● Problems:
• a. Copy the part of the cabin water post from "Now we wait" to "our ten acres." word for word.
• b. Sum up the cabin water post in two sentences.
• c. Carry the cabin water post forward from its last sentence.
::: Page extract :::
This is another entry for our Cabin FAQ. I meant to post it after we got home last year but I got distracted, or embarrassed, or something. That’s a funny thing about blogging: I want to do it but then I’m always asking myself why I’m doing it. It’s a great way not to get anything done. Anyway. This post is about the trials and blessings of getting water at the cabin. First some water notes that I wrote a long time ago and then a follow up from last summer. Pictures, too.
Now we wait for the water to boil. We tune the radio to KIAM for the forecast, hoping for rain. The weather in the Alaskan Interior has been repeating itself all week: highs in the 70s, partly cloudy, light winds. No rain.
Years ago, Stewart built a spring box around a seep on a ridge behind the cabin. His system reliably provided running water until 2009 when the box went dry. That, too, was a summer with very little rain; wildfires smoked the air on our drive from Fairbanks to Denali, from which we head west to our ten acres.
Even with the low rainfall in 2009, we had no reason to think we wouldn’t have water. It had always been so easily encouraged by Stewart’s hydrological know-how—a network of pipes, tanks, and filters such that a box built around a wet opening in the ground translated to clean water pouring from faucets for drinking, cleaning, and showering.
The first year without water, we scrambled to plan. With no rain gutters on the cabin, I wondered whether we could attach a tarp to the eaves and shape it into a sluice so the rain, when it came, might tumble into one of the barrels we had on hand. Stewart laughed when he found me outside flailing around with a tarp to no good end. He took over the implementation phase of my idea, and the contraption eventually worked as I’d hoped it would.
::: Provided data :::
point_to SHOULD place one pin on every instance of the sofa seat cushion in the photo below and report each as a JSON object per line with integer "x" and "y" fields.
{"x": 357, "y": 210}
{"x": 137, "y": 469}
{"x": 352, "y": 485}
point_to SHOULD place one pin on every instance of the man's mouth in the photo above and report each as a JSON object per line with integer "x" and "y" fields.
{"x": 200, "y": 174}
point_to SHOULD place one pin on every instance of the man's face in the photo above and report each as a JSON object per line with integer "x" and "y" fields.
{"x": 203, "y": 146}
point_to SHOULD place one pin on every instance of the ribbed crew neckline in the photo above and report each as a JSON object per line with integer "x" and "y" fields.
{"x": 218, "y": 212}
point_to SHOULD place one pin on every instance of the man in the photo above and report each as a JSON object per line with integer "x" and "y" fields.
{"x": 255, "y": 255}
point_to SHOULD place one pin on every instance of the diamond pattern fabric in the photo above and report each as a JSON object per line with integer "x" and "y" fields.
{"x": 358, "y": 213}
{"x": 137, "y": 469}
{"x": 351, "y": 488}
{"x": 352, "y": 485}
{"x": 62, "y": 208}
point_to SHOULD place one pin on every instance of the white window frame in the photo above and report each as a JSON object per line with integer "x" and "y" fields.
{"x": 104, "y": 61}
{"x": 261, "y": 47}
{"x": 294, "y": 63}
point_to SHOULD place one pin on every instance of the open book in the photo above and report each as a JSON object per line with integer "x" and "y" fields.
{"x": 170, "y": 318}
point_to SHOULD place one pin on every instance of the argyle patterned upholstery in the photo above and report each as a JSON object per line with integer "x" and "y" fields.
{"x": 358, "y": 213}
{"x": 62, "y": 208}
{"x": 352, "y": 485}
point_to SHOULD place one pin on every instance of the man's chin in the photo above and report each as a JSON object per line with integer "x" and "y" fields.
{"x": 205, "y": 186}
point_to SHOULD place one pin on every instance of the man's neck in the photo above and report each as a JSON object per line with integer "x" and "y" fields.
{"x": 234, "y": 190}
:::
● Responses in order:
• a.
Now we wait for the water to boil. We tune the radio to KIAM for the forecast, hoping for rain. The weather in the Alaskan Interior has been repeating itself all week: highs in the 70s, partly cloudy, light winds. No rain.
Years ago, Stewart built a spring box around a seep on a ridge behind the cabin. His system reliably provided running water until 2009 when the box went dry. That, too, was a summer with very little rain; wildfires smoked the air on our drive from Fairbanks to Denali, from which we head west to our ten acres.

• b. A spring box that Stewart built around a seep behind the cabin supplied running water until 2009, when it went dry during a summer with very little rain. That first year without water, the writer tried to rig a tarp from the eaves to channel rain into a barrel, and Stewart took over and made the contraption work.

• c.
Before the rain comes, we begin our days by trekking through the forest to a place we call “the moose bog”—a marshy place in the tundra favored by the big browsers—to siphon water into containers. Six gallons for Stewart, three for me. We fill the containers and hoist them onto our backs, trudging them home then setting up a kind of brigade: filtering, storing, boiling for ten minutes, and filtering a second time, always being careful to keep the purified water separate from the boggy juice, which is full of moss, silt, and all manner of mooseness.
It’s hard to haul water up the hill but we try to keep cheerful about it. Many people in Alaska live year-round in dry cabins. Stewart didn’t know about the seep until well after he acquired the land, and no would have expected this cabin to have water. The hike reminds us that water is both a necessity and a miracle. It’s also good exercise and it helps us wake up in the morning. But none of that abates the feeling of relief when the rain comes and we can stop doing it.
Six years have passed since I made those notes. I remember how happy we were when we rigged up that sluice in 2009 and it finally rained. We whooped and stuck our heads around the side of the cabin to watch the rain leaping and falling from the roof. In ten minutes, our barrel filled with the same amount of water we’d hauled in the morning. More rain came and the barrels soon overflowed.
Stewart discovered that the water’s reluctance was not only because of the drier weather in those years but also because of time working on the spring box itself; it has been pushed up from the ground by many cycles of freezes and thaws.
Recent summers have been wetter and the seep has provided sufficient water to once again support the water system from the start of our stays. It does take a day or so to get our bearings and connect the water system. Until then, we use containers of water filled and set aside the year before.
If there’s a late summer or early fall freeze, the water strategy changes yet again. Then, we listen to the radio for news about cold, not rain. The water pipes rest directly on the ground, which keeps them somewhat warm and lets them work if the temps are in the thirties or even the twenties. But if it sounds like we’ll get temps in the teens, we’ll fill water containers and Stewart drains the pipes.
The short story is that we think about water every day while were here. At home in California, we rarely do the same. One year we calculated that at home, we were using an average of 180 gallons of water per day despite drought conditions. In Alaska, when we have to haul water on our backs, we figured out that we get along fine on just nine gallons each day, a little more on laundry day—about five percent of what we use at home.
That’s some sobering math.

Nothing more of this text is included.